(Records from a point-labeling set)
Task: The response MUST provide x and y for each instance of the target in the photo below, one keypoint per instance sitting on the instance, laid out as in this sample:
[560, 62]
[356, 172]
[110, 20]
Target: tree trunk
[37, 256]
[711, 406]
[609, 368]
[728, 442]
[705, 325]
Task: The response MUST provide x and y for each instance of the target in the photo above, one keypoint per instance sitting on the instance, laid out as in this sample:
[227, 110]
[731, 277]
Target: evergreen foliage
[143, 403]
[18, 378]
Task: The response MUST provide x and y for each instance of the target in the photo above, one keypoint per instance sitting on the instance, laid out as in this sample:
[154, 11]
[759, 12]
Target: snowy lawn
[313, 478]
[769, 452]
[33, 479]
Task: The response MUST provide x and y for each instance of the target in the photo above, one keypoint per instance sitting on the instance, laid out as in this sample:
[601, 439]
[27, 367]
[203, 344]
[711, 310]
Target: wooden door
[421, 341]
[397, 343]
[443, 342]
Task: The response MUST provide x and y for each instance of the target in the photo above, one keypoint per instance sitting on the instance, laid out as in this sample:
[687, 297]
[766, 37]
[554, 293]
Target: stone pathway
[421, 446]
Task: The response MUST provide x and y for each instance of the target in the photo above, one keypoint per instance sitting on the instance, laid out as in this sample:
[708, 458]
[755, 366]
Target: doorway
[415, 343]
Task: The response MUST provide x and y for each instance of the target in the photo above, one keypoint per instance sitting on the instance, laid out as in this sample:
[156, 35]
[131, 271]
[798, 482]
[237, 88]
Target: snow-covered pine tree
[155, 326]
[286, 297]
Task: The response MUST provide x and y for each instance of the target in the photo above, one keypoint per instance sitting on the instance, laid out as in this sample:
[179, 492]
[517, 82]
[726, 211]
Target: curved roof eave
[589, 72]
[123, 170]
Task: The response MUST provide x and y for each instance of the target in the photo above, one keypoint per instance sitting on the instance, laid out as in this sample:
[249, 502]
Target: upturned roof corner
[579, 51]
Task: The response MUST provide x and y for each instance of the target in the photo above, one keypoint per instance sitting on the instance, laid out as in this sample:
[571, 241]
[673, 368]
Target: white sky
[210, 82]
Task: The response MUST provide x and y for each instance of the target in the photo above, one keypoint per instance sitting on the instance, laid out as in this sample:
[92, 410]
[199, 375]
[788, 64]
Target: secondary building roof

PROBLEM ▸ Pull out each line of the records above that contains the string "tree", and copy those lines in full.

WRITTEN SOLUTION ▸
Target: tree trunk
Target: snow-covered pine tree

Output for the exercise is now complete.